Direction: Copy the lines below word for word, beginning at the line that contains "If you could annotate the team" and continuing through the last line of the rows.

Some rows
════════

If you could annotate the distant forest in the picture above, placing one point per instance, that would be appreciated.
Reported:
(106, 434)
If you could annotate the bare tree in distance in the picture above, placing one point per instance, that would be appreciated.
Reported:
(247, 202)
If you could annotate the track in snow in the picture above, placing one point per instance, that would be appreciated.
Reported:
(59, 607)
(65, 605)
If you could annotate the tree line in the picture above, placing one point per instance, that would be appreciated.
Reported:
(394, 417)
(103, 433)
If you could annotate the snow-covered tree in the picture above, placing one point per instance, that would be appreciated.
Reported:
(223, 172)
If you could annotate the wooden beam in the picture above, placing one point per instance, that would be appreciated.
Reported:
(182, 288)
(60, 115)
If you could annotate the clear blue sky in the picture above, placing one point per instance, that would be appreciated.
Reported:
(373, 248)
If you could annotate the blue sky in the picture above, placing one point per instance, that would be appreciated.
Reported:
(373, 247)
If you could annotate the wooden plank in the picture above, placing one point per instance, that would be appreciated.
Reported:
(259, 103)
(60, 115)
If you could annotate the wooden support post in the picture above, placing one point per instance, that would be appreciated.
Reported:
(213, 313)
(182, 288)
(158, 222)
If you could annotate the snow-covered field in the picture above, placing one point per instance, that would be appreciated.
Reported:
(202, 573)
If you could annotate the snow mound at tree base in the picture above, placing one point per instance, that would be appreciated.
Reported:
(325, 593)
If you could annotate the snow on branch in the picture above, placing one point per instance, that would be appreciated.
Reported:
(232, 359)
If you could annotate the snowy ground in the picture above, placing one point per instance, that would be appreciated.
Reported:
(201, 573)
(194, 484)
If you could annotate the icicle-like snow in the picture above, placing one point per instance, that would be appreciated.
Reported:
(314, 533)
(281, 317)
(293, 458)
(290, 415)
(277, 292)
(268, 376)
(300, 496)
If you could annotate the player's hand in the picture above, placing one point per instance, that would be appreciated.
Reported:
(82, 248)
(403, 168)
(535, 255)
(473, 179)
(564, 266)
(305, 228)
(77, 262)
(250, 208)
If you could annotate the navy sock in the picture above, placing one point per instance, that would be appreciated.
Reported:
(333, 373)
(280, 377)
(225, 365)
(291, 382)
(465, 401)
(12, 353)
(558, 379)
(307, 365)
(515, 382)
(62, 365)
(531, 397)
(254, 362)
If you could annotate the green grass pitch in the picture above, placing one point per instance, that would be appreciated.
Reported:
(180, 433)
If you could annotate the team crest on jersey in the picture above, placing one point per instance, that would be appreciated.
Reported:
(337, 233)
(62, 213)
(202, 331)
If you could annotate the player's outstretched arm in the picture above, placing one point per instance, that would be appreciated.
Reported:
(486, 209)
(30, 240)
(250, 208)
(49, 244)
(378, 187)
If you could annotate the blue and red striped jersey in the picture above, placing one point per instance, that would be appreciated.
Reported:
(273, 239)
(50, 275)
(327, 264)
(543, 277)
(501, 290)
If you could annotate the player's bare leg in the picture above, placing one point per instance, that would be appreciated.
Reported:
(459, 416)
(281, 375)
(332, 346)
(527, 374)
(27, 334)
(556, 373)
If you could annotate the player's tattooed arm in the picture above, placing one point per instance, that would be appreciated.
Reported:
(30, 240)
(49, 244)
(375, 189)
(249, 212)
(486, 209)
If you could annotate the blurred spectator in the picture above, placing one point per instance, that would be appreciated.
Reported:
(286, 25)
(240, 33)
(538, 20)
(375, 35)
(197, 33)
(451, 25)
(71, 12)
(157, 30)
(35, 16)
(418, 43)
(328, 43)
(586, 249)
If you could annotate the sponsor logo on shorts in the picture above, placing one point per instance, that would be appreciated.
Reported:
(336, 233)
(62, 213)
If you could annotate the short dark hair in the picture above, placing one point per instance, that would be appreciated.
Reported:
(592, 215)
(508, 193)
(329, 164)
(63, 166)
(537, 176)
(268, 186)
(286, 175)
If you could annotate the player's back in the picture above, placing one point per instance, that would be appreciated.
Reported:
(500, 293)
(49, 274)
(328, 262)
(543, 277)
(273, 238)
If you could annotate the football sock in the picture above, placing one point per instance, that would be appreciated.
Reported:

════════

Result for this exercise:
If you could annotate the team crest on jersey in the picture above, placing one point per instance, that would be appreciated.
Reported:
(337, 233)
(62, 213)
(202, 331)
If you could annotate the player's outstretched arm in the picture above, placing one point per instance, that would be appreciated.
Reported:
(486, 209)
(30, 240)
(250, 208)
(49, 244)
(378, 187)
If you could annotate the blue and red striped jersey in the picture above, placing one point per instance, that would be appreciated.
Reported:
(273, 239)
(50, 275)
(327, 264)
(543, 277)
(501, 290)
If you could annotate the player's bare leg in the picture above, placing one point per instance, that would be appreciated.
Reported:
(459, 416)
(281, 375)
(332, 346)
(527, 374)
(27, 334)
(556, 373)
If you could annotate the player's tattooed arm in the picture above, placing one point per instance, that would be appreciated.
Reported:
(30, 240)
(49, 244)
(375, 189)
(249, 212)
(486, 209)
If you could annotate the blurred spectator in the picture above, placing one point per instance, that would be appreciated.
Reported:
(286, 25)
(240, 33)
(538, 20)
(375, 35)
(197, 33)
(451, 25)
(71, 12)
(157, 30)
(35, 16)
(418, 43)
(328, 43)
(586, 249)
If you could annotate the sponsor logo on shorts in the picture above, placing one point per instance, that would be appreciated.
Reported:
(336, 233)
(62, 213)
If you could annotate the short dark hair in the picture above, placing one point per instance, that would be appreciated.
Reported:
(592, 215)
(508, 193)
(329, 164)
(63, 166)
(537, 176)
(268, 186)
(286, 175)
If you could annotate the player's back in the picture above, placing one point per instance, that would be appreciated.
Reported:
(500, 293)
(49, 274)
(328, 262)
(543, 277)
(273, 238)
If you could annotate the football sock in the picture above, placing one point per instance, that would be appreciated.
Reported:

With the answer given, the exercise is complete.